Document text.
— BEGIN —

Ten years ago, Hesquiaht First Nation and Yuułuʔiłʔatḥ elder Nicki Love McCarthy asked Nuu-chah-nulth knowledge keepers if they knew of any words that described queerness.
Through a flurry of texts, emails and Facebook messages, the knowledge keepers were able to bring these words forward, and McCarthy generously shared them during a Sunday, April 13 afternoon presentation in the Sičquuʔuƛ (Sitch – KHOO – ootl) Theatre in Pacific Rim National Park Reserve’s Kwisitis Visitor Centre.
Sičquuʔuƛ is the late Barbara Touchie’s Nuu-chah-nulth name and means “a dorsal fin coming around a point of land”. Touchie was dedicated to revitalizing Nuu-chah-nulth language and culture. Parks Canada renamed the theater after her in 2016.
“I’m very grateful for the language people. Our words are so beautiful and very concise and very direct,” said McCarthy, who describes herself as a new kind of elder, poet, writer and researcher, committed to redistributing ancestral teachings in a contemporary society.
She is also the central regional coordinator for the Nuu-chah-nulth Tribal Council’s Teechuktl Mental Health Services.
“Barbara was a great, beautiful human and storyteller. She said that if we can learn the international phonetics, we can speak the language,” said McCarthy. “That was a big shift, I think. As I say, becoming of the language, we have to learn to read it so that we can speak it.”

— END —

Work required. Duplicate, word for word, the part of the article on Nuu-chah-nulth words for queerness that opens with the words containing "Through a flurry" and closes with "her in 2016.".

Data listing.
— BEGIN —

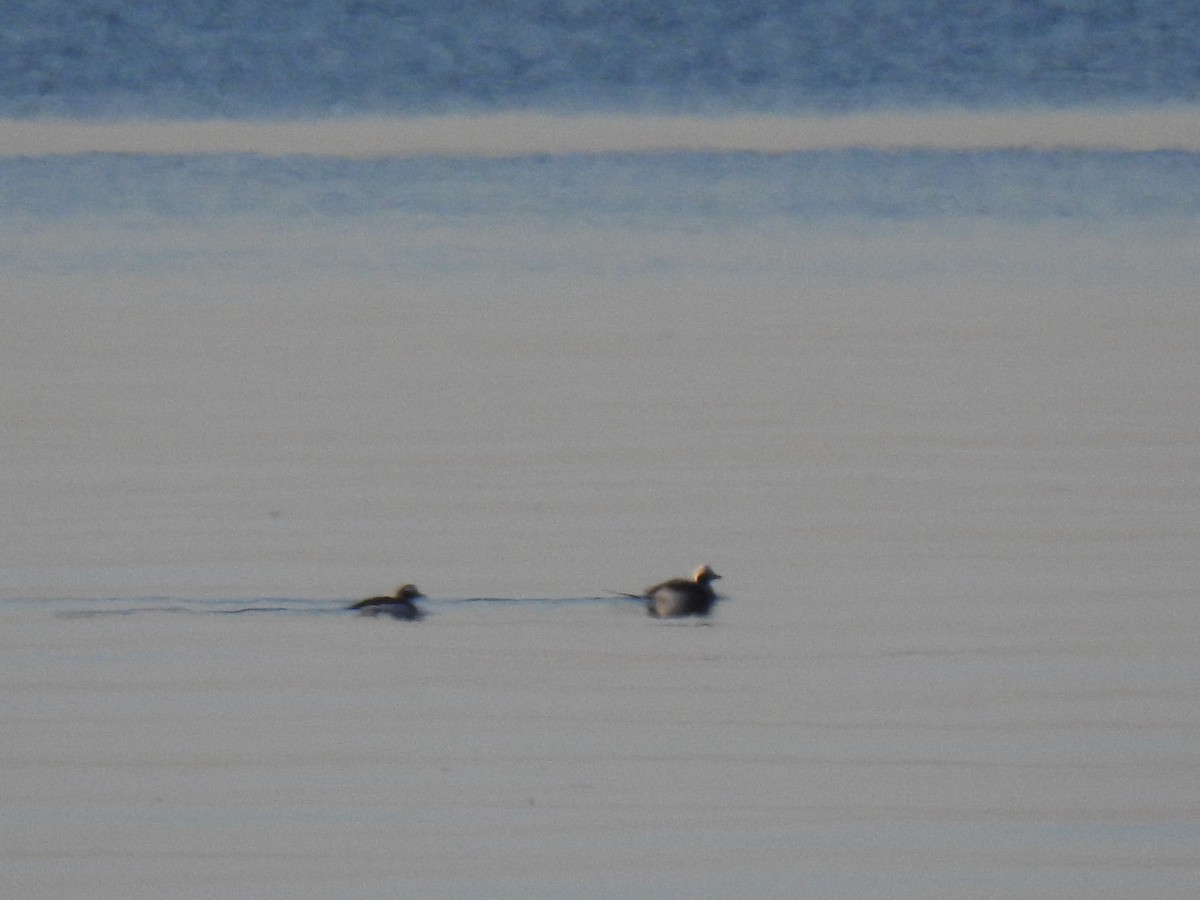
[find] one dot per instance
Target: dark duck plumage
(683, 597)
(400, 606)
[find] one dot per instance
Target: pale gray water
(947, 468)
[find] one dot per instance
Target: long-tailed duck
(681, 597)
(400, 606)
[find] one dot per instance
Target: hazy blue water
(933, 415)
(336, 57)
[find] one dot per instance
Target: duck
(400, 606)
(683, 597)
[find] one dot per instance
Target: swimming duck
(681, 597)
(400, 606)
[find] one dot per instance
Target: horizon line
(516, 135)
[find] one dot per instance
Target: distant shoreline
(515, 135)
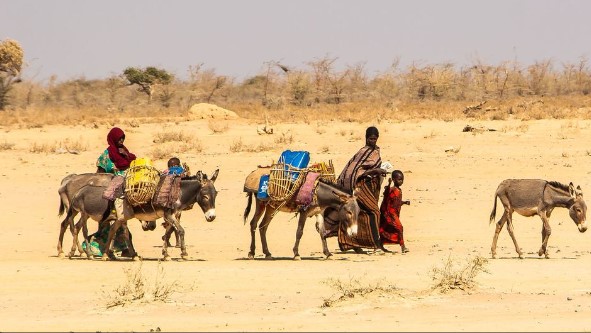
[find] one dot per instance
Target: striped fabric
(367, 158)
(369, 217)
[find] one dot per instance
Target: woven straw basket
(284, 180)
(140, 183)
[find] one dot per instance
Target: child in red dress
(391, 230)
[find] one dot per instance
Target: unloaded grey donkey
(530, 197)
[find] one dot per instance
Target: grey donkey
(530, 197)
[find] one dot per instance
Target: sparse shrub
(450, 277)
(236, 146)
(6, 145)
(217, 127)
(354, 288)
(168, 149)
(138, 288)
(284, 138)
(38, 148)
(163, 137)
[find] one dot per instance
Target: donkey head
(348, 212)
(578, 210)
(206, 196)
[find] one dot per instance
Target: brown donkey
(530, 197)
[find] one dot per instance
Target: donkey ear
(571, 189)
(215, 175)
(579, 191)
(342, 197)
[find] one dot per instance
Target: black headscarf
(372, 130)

— END —
— BEGIN —

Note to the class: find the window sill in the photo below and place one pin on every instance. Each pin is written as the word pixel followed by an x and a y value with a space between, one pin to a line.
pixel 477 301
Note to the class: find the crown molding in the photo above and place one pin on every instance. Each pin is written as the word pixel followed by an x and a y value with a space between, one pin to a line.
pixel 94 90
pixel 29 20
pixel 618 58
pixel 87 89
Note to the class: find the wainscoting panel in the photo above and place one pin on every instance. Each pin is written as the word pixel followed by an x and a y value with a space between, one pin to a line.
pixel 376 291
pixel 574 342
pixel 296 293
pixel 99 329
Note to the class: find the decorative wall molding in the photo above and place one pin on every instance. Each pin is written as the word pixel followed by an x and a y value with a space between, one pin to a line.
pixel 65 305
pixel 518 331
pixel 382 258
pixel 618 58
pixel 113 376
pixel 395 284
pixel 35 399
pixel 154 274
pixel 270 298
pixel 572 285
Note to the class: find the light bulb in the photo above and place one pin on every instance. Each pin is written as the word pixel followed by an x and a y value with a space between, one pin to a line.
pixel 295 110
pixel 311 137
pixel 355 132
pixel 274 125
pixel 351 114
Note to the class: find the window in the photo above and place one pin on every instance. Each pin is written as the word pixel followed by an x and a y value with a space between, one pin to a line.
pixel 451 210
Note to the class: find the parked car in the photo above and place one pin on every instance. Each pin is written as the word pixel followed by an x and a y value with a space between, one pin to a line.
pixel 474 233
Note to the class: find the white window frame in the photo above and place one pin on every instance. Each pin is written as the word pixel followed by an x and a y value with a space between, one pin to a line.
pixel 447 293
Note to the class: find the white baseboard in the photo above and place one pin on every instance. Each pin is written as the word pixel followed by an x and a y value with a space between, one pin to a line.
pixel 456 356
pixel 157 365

— END —

Completed exercise.
Through a flurry of texts, emails and Facebook messages, the knowledge keepers were able to bring these words forward, and McCarthy generously shared them during a Sunday, April 13 afternoon presentation in the Sičquuʔuƛ (Sitch – KHOO – ootl) Theatre in Pacific Rim National Park Reserve’s Kwisitis Visitor Centre.
Sičquuʔuƛ is the late Barbara Touchie’s Nuu-chah-nulth name and means “a dorsal fin coming around a point of land”. Touchie was dedicated to revitalizing Nuu-chah-nulth language and culture. Parks Canada renamed the theater after her in 2016.